--- DATA TO USE Enclosed Below ---

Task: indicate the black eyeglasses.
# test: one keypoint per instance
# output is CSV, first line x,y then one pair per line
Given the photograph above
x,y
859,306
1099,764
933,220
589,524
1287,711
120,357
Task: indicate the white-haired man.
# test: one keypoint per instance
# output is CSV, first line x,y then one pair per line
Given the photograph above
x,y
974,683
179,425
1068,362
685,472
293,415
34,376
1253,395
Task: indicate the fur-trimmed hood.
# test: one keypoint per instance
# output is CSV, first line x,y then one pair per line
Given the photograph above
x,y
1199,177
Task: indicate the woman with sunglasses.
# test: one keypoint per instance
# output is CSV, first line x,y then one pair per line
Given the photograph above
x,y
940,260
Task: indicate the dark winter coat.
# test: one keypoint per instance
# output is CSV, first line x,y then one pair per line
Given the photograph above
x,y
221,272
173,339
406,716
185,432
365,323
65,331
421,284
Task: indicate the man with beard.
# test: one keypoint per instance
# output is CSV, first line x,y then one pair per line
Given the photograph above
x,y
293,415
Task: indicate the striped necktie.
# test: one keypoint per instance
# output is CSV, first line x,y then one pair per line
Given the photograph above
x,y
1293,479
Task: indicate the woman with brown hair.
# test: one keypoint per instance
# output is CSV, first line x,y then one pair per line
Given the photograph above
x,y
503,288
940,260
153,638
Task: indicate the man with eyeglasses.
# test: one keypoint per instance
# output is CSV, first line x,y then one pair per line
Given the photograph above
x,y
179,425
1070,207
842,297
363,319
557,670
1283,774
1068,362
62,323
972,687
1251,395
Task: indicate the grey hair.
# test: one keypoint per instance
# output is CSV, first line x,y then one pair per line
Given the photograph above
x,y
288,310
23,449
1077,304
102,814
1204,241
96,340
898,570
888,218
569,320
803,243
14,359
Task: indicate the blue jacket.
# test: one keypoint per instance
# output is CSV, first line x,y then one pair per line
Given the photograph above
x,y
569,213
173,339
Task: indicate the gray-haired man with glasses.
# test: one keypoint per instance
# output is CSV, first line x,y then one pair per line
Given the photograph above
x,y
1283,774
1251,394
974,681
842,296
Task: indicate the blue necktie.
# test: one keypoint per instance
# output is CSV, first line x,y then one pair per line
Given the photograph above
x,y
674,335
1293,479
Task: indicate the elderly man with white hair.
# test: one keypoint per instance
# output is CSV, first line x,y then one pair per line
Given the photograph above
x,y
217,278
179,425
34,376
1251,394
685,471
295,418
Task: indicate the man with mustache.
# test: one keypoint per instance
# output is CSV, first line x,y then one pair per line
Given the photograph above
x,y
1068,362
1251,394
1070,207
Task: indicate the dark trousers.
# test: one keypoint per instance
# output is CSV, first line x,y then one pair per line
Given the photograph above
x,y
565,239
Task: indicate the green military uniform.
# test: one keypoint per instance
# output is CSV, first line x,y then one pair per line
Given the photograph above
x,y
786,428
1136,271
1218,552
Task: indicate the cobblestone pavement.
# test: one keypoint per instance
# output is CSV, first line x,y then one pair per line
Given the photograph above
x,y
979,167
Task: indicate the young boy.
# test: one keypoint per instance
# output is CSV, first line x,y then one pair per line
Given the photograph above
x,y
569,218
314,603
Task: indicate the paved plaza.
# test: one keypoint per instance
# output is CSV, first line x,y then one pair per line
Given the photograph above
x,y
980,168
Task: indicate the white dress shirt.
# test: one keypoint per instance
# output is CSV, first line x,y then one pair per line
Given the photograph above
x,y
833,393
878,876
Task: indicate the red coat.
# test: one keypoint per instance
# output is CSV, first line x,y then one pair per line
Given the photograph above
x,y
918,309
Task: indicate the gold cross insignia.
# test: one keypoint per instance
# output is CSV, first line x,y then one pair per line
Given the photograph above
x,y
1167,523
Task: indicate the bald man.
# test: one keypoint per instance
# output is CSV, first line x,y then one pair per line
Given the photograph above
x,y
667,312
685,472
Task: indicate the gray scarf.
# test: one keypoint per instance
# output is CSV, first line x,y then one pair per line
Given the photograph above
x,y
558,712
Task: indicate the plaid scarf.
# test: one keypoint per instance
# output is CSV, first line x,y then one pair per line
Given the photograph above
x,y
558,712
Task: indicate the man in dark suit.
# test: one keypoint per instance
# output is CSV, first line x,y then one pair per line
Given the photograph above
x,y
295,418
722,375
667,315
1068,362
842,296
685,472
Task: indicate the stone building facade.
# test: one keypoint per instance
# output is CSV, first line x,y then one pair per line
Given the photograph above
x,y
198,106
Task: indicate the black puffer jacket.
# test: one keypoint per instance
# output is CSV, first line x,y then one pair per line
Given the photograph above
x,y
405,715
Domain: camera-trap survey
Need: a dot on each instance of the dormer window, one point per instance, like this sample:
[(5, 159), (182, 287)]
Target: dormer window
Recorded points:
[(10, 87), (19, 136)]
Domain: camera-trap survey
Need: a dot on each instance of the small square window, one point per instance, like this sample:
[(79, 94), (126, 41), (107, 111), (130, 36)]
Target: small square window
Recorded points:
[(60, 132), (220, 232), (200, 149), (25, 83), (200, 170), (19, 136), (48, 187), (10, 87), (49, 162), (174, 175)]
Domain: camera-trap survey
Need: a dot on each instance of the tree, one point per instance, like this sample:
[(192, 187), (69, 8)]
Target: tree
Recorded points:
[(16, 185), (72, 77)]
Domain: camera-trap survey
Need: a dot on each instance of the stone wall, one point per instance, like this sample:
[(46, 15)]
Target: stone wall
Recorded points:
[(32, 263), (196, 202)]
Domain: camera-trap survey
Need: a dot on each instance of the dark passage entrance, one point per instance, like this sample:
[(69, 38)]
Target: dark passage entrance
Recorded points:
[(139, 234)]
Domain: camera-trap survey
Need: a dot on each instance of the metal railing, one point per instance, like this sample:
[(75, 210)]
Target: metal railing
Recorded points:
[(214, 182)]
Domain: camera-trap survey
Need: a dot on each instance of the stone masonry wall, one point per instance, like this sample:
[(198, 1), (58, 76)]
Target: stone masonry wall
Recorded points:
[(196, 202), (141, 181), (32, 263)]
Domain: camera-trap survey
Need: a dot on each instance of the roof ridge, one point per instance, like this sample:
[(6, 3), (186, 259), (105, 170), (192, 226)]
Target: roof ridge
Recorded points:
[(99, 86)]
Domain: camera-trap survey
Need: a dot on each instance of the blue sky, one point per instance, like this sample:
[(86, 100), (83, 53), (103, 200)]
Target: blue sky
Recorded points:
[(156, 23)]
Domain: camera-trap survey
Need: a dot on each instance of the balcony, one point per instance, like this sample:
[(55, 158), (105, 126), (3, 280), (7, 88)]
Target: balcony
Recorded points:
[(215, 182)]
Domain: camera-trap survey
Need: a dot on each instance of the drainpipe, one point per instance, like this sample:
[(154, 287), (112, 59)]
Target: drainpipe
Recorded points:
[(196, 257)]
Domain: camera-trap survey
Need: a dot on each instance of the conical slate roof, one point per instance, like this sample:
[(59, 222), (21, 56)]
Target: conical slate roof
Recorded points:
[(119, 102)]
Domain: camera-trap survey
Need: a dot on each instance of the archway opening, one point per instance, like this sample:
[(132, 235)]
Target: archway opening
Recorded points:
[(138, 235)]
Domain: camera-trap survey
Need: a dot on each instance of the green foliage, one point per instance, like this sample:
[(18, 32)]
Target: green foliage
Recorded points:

--- End of Enclosed DATA TO USE ---

• EXERCISE OBJECTIVE: Lines in the data that include the word "conical" should all be copied.

• FINISHED TASK:
Need: a dot on each instance of the conical slate roof, one point per instance, like this sample:
Target: conical slate roof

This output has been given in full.